#### WORK REQUIRED
Carry on the article about NPHET's Level 5 recommendation from the point where it stops.

#### EXCERPT TO READ
■ ■ ■ ■ ■ ■ ■
NPHET recommends ‘Level 5’ restrictions for whole country

The National Public Health Emergency Team (NPHET) has sent a letter to the government tonight (Sunday, October 4) recommending that the whole country be moved to ‘Level 5’ restrictions outlined in the Government’s ‘Living with Covid-19’ plan, RTÉ has reported.

It is not known whether the government will take this advice. The leaders of the three government parties – Fianna Fáil leader and Taoiseach Micheál Martin; Fine Gael leader and Tánaiste Leo Varadkar; and Green Party leader Eamon Ryan – are set to meet with NPHET tomorrow.

There are no particular recommendations relating to the agriculture sector for Level 5. Farming and agri-food production would remain ‘essential work’ and will likely be allowed continue as they had at the height of ‘lockdown’ when Covid-19 first struck the country.

At that time, livestock marts were either closed or operating very limited services. Since then, many marts have changed the way they operate to mitigate the spread of Covid-19, even after normal services resumed somewhat in June.

This includes online sales, which have increasingly become a feature of marts.

Level 5 restrictions will probably have an effect on agriculture-related events, with these restrictions stating that no organised indoor or outdoor gatherings should take place.
■ ■ ■ ■ ■ ■ ■
#### DATA SECTION
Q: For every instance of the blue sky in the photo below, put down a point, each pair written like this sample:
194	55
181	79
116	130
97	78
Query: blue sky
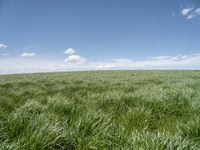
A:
114	34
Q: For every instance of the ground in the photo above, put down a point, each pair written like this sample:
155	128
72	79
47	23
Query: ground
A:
100	110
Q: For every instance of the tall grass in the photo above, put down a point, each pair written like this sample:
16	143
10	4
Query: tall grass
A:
100	110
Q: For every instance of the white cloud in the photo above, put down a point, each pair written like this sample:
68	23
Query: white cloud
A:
185	11
3	46
10	65
28	54
5	54
70	51
76	59
190	13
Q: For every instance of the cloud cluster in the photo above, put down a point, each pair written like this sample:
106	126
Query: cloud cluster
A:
190	13
3	46
74	58
28	54
70	51
18	65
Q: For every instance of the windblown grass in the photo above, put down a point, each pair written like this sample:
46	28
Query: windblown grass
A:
100	110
■ ■ ■ ■ ■ ■ ■
#### OUTPUT
The restrictions also state that only ‘essential’ retail outlets should open. Retail outlets for agriculture and farming-related goods and services will likely be included in the ‘essential’ definition.

Level 5 restrictions, if they are implemented, would also see a return to the 5km limit of travel from your home, unless traveling for essential work that cannot be done at home.

Schools; creches; and places of higher and adult education would remain open, but with protective measures in place.

Other key restrictions that are possible under Level 5 include:

  • Public transport to be avoided except for essential workers or essential travel;
  • Those who are aged over 70 or are medically vulnerable would be asked to exercise judgement regarding the extent to which they engage with others and in activities outside the home (specific advice may be issued for these groups;
  • Visiting long-term residential care facilities (nursing and care homes) would be suspended, aside from critical and compassionate circumstances.